======== PROVIDED DATA ========

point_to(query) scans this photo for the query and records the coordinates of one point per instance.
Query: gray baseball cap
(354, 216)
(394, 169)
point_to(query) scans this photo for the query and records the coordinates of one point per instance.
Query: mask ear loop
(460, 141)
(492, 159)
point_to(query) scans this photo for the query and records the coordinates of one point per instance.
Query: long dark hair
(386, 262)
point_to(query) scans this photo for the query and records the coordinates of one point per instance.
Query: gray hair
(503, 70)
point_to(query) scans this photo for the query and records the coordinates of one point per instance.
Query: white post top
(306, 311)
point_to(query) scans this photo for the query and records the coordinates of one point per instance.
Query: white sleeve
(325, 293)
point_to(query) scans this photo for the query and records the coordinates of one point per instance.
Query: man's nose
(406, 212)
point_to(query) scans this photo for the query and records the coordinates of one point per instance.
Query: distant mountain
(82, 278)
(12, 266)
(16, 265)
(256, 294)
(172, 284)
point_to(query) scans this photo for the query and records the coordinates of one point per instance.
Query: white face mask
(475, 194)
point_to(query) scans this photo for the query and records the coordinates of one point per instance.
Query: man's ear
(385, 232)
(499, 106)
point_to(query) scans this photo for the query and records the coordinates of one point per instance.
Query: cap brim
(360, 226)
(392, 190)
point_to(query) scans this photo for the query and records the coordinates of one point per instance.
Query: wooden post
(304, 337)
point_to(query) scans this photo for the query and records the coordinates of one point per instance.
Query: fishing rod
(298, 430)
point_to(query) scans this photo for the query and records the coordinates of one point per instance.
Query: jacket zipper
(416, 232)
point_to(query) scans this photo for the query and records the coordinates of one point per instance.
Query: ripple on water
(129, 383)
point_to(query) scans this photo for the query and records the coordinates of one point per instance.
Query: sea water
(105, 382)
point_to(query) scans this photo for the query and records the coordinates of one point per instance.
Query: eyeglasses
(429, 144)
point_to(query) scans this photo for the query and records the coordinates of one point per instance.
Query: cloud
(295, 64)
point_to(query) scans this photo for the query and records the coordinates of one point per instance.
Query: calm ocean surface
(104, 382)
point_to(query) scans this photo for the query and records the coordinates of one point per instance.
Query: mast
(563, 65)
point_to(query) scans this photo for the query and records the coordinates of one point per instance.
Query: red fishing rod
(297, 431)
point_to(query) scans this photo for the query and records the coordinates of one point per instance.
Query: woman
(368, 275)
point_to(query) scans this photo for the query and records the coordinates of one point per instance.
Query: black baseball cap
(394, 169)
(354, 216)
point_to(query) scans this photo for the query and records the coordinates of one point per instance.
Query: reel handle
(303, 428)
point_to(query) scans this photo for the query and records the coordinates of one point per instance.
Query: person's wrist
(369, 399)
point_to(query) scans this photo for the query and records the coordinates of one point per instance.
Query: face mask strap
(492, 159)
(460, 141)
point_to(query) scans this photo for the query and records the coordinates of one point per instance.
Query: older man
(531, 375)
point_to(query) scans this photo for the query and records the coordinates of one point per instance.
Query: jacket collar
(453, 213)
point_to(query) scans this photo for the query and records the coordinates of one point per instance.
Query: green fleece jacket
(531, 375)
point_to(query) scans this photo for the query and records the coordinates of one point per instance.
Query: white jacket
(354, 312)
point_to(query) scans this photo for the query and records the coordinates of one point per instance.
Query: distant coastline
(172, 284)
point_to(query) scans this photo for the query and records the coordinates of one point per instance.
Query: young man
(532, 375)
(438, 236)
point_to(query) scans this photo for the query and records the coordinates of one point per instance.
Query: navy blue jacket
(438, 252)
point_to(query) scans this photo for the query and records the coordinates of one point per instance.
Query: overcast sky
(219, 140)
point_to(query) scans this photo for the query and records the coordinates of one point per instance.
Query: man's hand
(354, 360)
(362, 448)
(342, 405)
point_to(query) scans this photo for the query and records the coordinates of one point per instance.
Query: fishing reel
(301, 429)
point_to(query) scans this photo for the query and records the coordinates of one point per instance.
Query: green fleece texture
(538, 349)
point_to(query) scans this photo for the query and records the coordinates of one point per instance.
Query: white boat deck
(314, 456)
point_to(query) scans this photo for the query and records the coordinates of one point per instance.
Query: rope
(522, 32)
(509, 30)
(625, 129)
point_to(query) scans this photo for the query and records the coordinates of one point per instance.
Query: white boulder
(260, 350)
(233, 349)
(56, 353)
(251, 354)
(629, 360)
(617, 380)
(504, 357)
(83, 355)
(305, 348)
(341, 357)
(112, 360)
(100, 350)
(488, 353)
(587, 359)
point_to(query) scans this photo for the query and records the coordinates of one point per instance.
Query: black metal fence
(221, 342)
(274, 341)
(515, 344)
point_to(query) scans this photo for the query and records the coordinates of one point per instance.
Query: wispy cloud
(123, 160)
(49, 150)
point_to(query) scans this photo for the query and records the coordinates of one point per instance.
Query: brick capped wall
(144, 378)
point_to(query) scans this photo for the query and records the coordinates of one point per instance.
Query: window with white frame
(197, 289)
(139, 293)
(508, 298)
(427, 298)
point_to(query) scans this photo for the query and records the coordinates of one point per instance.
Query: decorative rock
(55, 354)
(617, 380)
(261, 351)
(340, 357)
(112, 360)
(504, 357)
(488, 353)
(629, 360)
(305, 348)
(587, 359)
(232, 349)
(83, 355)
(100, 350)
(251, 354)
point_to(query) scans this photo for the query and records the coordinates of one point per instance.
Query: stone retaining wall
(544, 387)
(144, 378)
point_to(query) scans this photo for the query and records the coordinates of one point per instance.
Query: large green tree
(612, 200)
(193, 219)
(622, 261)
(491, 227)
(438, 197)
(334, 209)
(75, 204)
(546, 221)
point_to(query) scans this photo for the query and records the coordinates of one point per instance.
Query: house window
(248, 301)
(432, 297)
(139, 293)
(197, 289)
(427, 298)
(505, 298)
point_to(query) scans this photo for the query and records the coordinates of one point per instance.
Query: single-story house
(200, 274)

========

• _WHAT IS REQUIRED_: From the first line to the last, output the records word for word.

• _RESPONSE BOX_:
point_to(query) scans this photo for the query and records the coordinates of one point per instance.
Query: gray baseball cap
(354, 216)
(394, 169)
point_to(query) scans this photo for the query and records the coordinates of one point per instance.
Query: mask ear loop
(460, 141)
(492, 159)
point_to(query) scans this photo for the query and records the coordinates of one point per instance.
Query: long dark hair
(386, 262)
point_to(query) scans this photo for the query and records the coordinates of one point per instance.
Query: gray hair
(503, 70)
point_to(query) scans this photo for the query and records the coordinates of one point per instance.
Query: white post top
(306, 311)
point_to(query) scans this photo for the query and records the coordinates of one point per instance.
Query: white sleeve
(325, 293)
point_to(query) scans this photo for the query and records the coordinates of one point per instance.
Query: man's nose
(406, 212)
point_to(query) scans this photo for the query and records the coordinates of one point per instance.
Query: distant mountain
(82, 278)
(12, 266)
(16, 265)
(256, 294)
(172, 284)
point_to(query) scans this photo for the query and records the coordinates of one point per instance.
Query: white face mask
(475, 194)
point_to(query) scans this photo for the query and records the coordinates of one point per instance.
Query: man's ear
(385, 232)
(499, 106)
point_to(query) scans this photo for the query and records the coordinates of one point per instance.
Query: cap brim
(360, 226)
(392, 190)
point_to(query) scans this photo for the query and records the coordinates of one point per instance.
Query: wooden post
(304, 337)
point_to(query) scans this photo for the query and records the coordinates of one point per instance.
Query: fishing rod
(298, 430)
point_to(query) scans this photo for the query and records the coordinates of one point per instance.
Query: jacket zipper
(416, 232)
point_to(query) scans this photo for the query and records the coordinates of one point per instance.
Query: ripple on water
(129, 383)
point_to(query) scans this photo for the query and records the coordinates of one point per instance.
Query: sea water
(105, 382)
point_to(query) scans this photo for the query and records the coordinates of one point per instance.
Query: eyeglasses
(429, 144)
point_to(query) scans this photo for the query and records the coordinates of one point per instance.
Query: cloud
(295, 64)
point_to(query) scans this photo for the query and records the coordinates of one point per instance.
Query: calm ocean surface
(104, 382)
point_to(query) scans this photo for the query and records the coordinates of one point per instance.
Query: mast
(563, 65)
point_to(query) scans this photo for the query and records the coordinates of one point per instance.
Query: red fishing rod
(297, 431)
point_to(query) scans this photo for the query and records the coordinates of one point per instance.
Query: woman
(368, 275)
point_to(query) scans this photo for the query and records the coordinates of one point per instance.
Query: black baseball cap
(394, 169)
(354, 216)
point_to(query) scans this photo for the query and records the coordinates of one point per instance.
Query: reel handle
(303, 428)
point_to(query) scans this photo for the query and records the coordinates of one point per instance.
Query: person's wrist
(369, 399)
point_to(query) scans this photo for the query and records the coordinates of one point per instance.
Query: face mask strap
(492, 159)
(460, 141)
point_to(query) scans this photo for the query and records the coordinates of one point per instance.
Query: older man
(531, 375)
point_to(query) scans this photo for the query and records the coordinates of one point per instance.
Query: jacket collar
(453, 213)
point_to(query) scans this photo for the query and records the coordinates of one point per instance.
Query: green fleece jacket
(531, 375)
point_to(query) scans this photo for the query and records the coordinates of one point per instance.
Query: white jacket
(354, 312)
point_to(query) scans this photo for the query and records the coordinates of one point per instance.
Query: distant coastline
(172, 284)
point_to(query) scans this photo for the query and records the coordinates of one point per instance.
Query: young man
(532, 375)
(438, 236)
point_to(query) scans this photo for the query and records the coordinates of one point per instance.
Query: navy blue jacket
(438, 252)
point_to(query) scans this photo for the query and records the coordinates of one point per instance.
Query: overcast sky
(219, 140)
point_to(query) scans this photo for the query and records the coordinates of one point per instance.
Query: man's hand
(354, 360)
(362, 448)
(342, 405)
point_to(query) scans this photo for the query and records the coordinates of one point per instance.
Query: fishing reel
(301, 429)
point_to(query) scans this photo for the query and records the coordinates of one point per instance.
Query: green fleece texture
(538, 349)
point_to(query) scans this photo for the query and records the coordinates of one point per instance.
Query: white boat deck
(314, 456)
point_to(query) scans this photo for the query and records the coordinates of one point per instance.
Query: rope
(522, 32)
(509, 30)
(625, 129)
point_to(query) scans this photo for the query and records the coordinates of one point per instance.
Query: white boulder
(260, 350)
(233, 349)
(56, 353)
(251, 354)
(629, 360)
(617, 380)
(504, 357)
(83, 355)
(305, 348)
(341, 357)
(112, 360)
(100, 350)
(488, 353)
(587, 359)
point_to(query) scans this photo for the query and records the coordinates of one point per instance.
Query: black metal fence
(221, 342)
(274, 341)
(515, 344)
point_to(query) scans this photo for the query and records the coordinates of one point per instance.
Query: wispy cloud
(123, 160)
(49, 150)
point_to(query) scans this photo for the query and records the coordinates of one point per instance.
Query: brick capped wall
(144, 378)
point_to(query) scans this photo for the query and records the coordinates of one point per instance.
Query: window with white frame
(197, 289)
(139, 293)
(508, 298)
(427, 298)
point_to(query) scans this photo for the query and records the coordinates of one point per instance.
Query: decorative rock
(55, 354)
(617, 380)
(261, 351)
(340, 357)
(112, 360)
(504, 357)
(488, 353)
(629, 360)
(305, 348)
(587, 359)
(232, 349)
(83, 355)
(100, 350)
(251, 354)
point_to(query) scans this photo for the query and records the coordinates of one point per instance.
Query: stone retaining wall
(544, 387)
(144, 378)
point_to(query) scans this photo for the query and records the coordinates of one point per instance.
Query: large green tree
(612, 200)
(193, 219)
(622, 261)
(491, 227)
(438, 197)
(334, 209)
(75, 204)
(546, 221)
point_to(query) scans this photo for the query and records the coordinates of one point per instance.
Query: house window
(248, 301)
(432, 297)
(139, 293)
(197, 289)
(427, 298)
(505, 298)
point_to(query) scans this photo for the query and records the coordinates of one point per instance.
Query: single-story house
(200, 274)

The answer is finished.